** begin EXTRACT TO READ **
# Pokemon Zeta & Omnicrom



## Blunt (May 9, 2014)

I don't think we usually make threads for mods, but I felt the need to make an exception. Some guy has made his own pokemon game on RPG Maker and it looks to be pretty epic. It's called Pokemon Zeta/Omnicron depending on which version you decide to play. It's got all pokemon Gen 1-5 and about half of the pokemon from Gen 6 along with a few fakemons. 



			
				The Story said:
			
		

> The game follows a young hero of Nyasa Town as he/she fights against a terrorist organization to avenge his/her home and save the world.
> The game takes place in the Vesryn region, which is made primarily of three landmasses: the mainland, the Chrome Circle as well as the Vesryn Spear. The Vesryn Spear is only accessible after beating the Elite 4 and contains the second section of the plot, and then the second region is accessible afterwards. There is a wide variety of locations such as underwater cities, cities in the clouds and even in space.
> 
> Journey across the world to help defeat Team Asgard led by Odin (Zeta) or Team Olympus led by Zeus (Omicron) before they abuse the power of certain Pokemon to become gods themselves!
> ...



Some other cool features are: two regions, the ability to become a Gym Leader and run your own Gym, a Battle Frontier, built in challenge modes (Nuzlocke and several others), multiple save states, Shadow Pokemon, and a bunch of other shit. A fuller list of features and screenshots can be found in the imgur gallery here:



It also has a _very_ active subreddit located here:



Download links, support, guides and discussion are all there.

It's currently in late stage beta but it's full release is expected to come out this Monday. If you're like me and are going to start playing before then, don't worry, as long as you have your save file you can update without losing your progress.​


----------



## Foxve (May 9, 2014)

So is this like a computer game or something? Sounds awesome


----------



## Blunt (May 9, 2014)

Yeah, it's made with RPG maker so you use the RPG Maker app to play them rather than a ROM player.


----------



## Totally not a cat (May 9, 2014)

This looks interesting 
I'll be giving it a shot


----------



## Foxve (May 10, 2014)

Blunt said:


> Yeah, it's made with RPG maker so you use the RPG Maker app to play them rather than a ROM player.



Is this app for a phone or ipod/ipad? Never heard of it. How much is it?


----------



## Blunt (May 10, 2014)

Its free. Its only for PC and Mac. If you go to the Reddit link I posted, the creator put everything in one simple zip file.
** end EXTRACT TO READ **
** begin DATASET ENTRIES **
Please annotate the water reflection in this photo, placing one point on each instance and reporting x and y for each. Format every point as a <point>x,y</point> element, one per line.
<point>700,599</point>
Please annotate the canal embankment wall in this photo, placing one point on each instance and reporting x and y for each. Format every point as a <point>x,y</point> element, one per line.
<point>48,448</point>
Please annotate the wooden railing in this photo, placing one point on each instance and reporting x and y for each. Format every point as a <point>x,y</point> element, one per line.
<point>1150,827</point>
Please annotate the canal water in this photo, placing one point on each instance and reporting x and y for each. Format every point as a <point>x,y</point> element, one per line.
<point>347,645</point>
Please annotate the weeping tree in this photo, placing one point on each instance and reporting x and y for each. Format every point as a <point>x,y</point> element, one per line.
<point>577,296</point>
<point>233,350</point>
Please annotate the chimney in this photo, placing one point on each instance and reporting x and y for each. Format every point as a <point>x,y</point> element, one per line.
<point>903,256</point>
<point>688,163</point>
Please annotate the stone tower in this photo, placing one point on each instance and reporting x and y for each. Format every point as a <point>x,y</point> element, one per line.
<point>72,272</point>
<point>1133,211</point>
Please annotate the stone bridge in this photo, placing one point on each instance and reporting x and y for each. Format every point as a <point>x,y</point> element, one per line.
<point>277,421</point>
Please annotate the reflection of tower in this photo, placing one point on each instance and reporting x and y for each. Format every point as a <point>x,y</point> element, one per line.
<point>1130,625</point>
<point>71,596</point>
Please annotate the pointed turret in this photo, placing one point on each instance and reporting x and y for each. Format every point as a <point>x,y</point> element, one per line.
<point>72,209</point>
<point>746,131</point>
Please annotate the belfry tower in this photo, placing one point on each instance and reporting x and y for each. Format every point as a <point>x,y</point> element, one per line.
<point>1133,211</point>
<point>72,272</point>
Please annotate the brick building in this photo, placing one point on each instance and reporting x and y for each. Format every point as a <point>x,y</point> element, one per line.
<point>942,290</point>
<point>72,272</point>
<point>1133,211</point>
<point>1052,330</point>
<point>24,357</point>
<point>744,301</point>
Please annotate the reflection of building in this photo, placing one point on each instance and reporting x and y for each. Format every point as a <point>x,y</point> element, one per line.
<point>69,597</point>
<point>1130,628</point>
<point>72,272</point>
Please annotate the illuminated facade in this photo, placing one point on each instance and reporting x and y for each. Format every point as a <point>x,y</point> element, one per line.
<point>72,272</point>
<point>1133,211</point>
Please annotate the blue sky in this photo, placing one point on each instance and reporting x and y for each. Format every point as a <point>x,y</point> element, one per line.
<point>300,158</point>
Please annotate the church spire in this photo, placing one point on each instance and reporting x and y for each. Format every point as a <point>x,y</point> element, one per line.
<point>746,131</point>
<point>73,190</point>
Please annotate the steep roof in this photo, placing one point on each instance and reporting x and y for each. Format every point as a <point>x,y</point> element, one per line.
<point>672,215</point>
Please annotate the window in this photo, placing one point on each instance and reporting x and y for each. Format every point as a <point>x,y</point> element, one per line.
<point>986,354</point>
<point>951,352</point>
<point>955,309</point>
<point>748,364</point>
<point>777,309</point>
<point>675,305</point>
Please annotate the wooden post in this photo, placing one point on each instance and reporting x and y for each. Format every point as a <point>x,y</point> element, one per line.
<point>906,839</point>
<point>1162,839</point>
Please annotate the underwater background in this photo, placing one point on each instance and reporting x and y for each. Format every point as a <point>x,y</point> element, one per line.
** end DATASET ENTRIES **
** CHALLENGE 1 **
In the Pokemon Zeta & Omnicrom thread, rewrite the paragraph beginning "I don't think we usually make threads for mods" in two or three shorter sentences, keeping its main facts.
** CHALLENGE 2 **
Please output, word for word, the passage of the Pokemon Zeta & Omnicrom thread from "# Pokemon Zeta" to "a few fakemons.".

** EXERCISE RESULT 1 **
Threads aren't usually made for mods, but this one is an exception: someone has built an impressive-looking Pokemon game in RPG Maker. It is called Pokemon Zeta or Omnicron, depending on the version played, and includes all Pokemon from Gen 1-5, about half of those from Gen 6, and a few fakemons.

** EXERCISE RESULT 2 **
# Pokemon Zeta & Omnicrom



## Blunt (May 9, 2014)

I don't think we usually make threads for mods, but I felt the need to make an exception. Some guy has made his own pokemon game on RPG Maker and it looks to be pretty epic. It's called Pokemon Zeta/Omnicron depending on which version you decide to play. It's got all pokemon Gen 1-5 and about half of the pokemon from Gen 6 along with a few fakemons.